Lombok International Airport
|Lombok International Airport
Bandar Udara Internasional Lombok
|IATA: LOP – ICAO: WADL|
|Owner||Government of Indonesia|
|Operator||PT Angkasa Pura I|
|Location||Central Lombok, West Nusa Tenggara, Indonesia|
|Elevation AMSL||319 ft / 97 m|
Lombok International Airport (Indonesian: Bandar Udara Internasional Lombok) (IATA: LOP, ICAO: WADL) is a new airport on the island of Lombok in Indonesia. It is the island's only fully operational airport.
The completion of the airport project and necessary complementary infrastructure such as a highway connecting to the city of Mataram delayed inauguration of the new airport several times. At the close of 2010 the facility had still not been issued the required operational certifications and tensions persisted with local landowners. In early January 2011 the project was thought to be suffering from an estimated US$12 million deficit in the funding required for project completion. In August 2011 the operational and technical director of state-owned airport management company PT Angkasa Pura-I, Haryoso Catur Prayitno suggested that the airport will be fully operational on 1 October 2011 after airport simulations which were planned to be conducted on 5–8 September 2011. Such announcements were made several times in the years immediately preceding the airport opening, only for the proposed date to pass with work still incomplete and the facility unable to open. The airport can accommodate widebody high capacity Airbus A330 and Boeing 767 airliners, as well as smaller aircraft such as Boeing 737 and Airbus A319-A321 aircraft already serving Lombok.
^^^^^^^^
▶ [PROBLEM SET]:
1. According to the Lombok airport text, which company operates the airport?
2. List every aircraft type that the Lombok airport text names.
3. Please write a continuation of the Lombok airport text, picking up after its final sentence.

▶ [DATA]:
^^^^^^^^
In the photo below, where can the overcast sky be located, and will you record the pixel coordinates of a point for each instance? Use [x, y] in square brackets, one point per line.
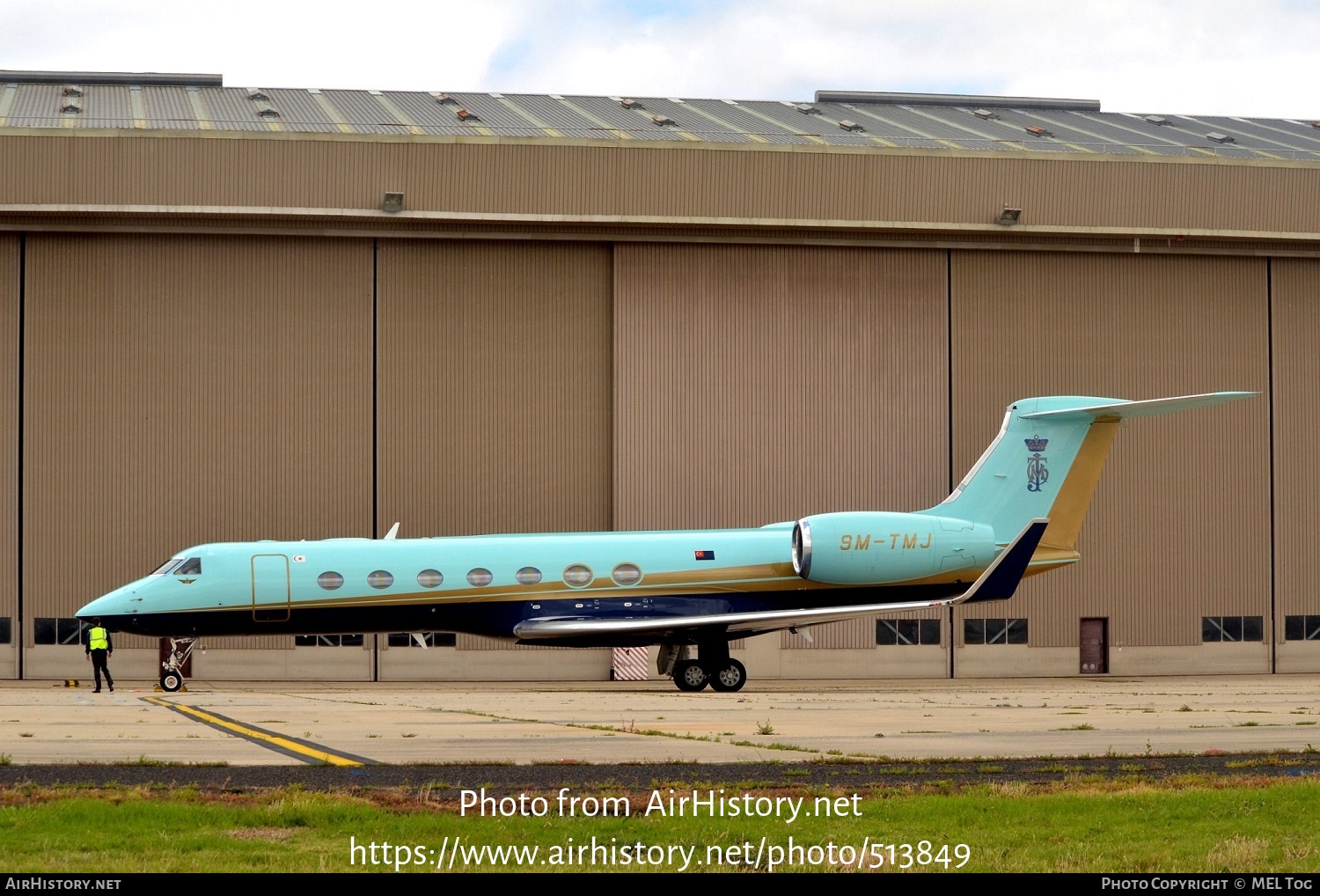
[1199, 57]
^^^^^^^^
▶ [ANSWERS PROVIDED]:
1. PT Angkasa Pura I

2. Airbus A330, Boeing 767, Boeing 737, Airbus A319-A321

3.
The new airport replaced Selaparang Airport (IATA: AMI, ICAO: WADA), the island's previous sole operational airport, situated at Ampenan on the West coast of Lombok near the capital of Mataram. The first arriving aircraft was a Garuda Indonesia Boeing 737-800NG marking the commencement of operations on 1 October 2011. The airport was officially inaugurated by the President of the Republic of Indonesia, Susilo Bambang Yudhoyono on 20 October 2011.
- 1 History
- 2 Naming of airport
- 3 Location
- 4 Destinations
- 5 Airlines and destinations
- 6 Public facilities and access
- 7 Construction program
- 8 Project Summary, Jakarta, 4 January 2005
- 9 Fire fighting and emergency services
- 10 Airport facilities and services
- 11 Aircraft types
- 12 Aircraft parking stands
- 13 Flight Schools
- 14 References
- 15 External links
During the 'Indonesia Infrastructure Summit' in early 2005 airport infrastructure improvement projects including the new Lombok International Airport were presented to an international audience:
- Project milestones for the US$138.9 million Lombok project (Phase 1) are: Review of the 1993 Master Plan in 2005; detailed design 2005–2006; investment bidding 2005–2007; construction bidding 2007; implementation 2008–2011; operation from 2011 onwards.
- The expansion of Lombok's existing Selaparang Airport, located near Mataram, the capital city of West Nusa Tenggara province, is restricted by the close proximity of hills. The current state of urban development is major constraint to an expansion. Therefore, the development of the new Lombok Airport will enhance the development of Mataram city.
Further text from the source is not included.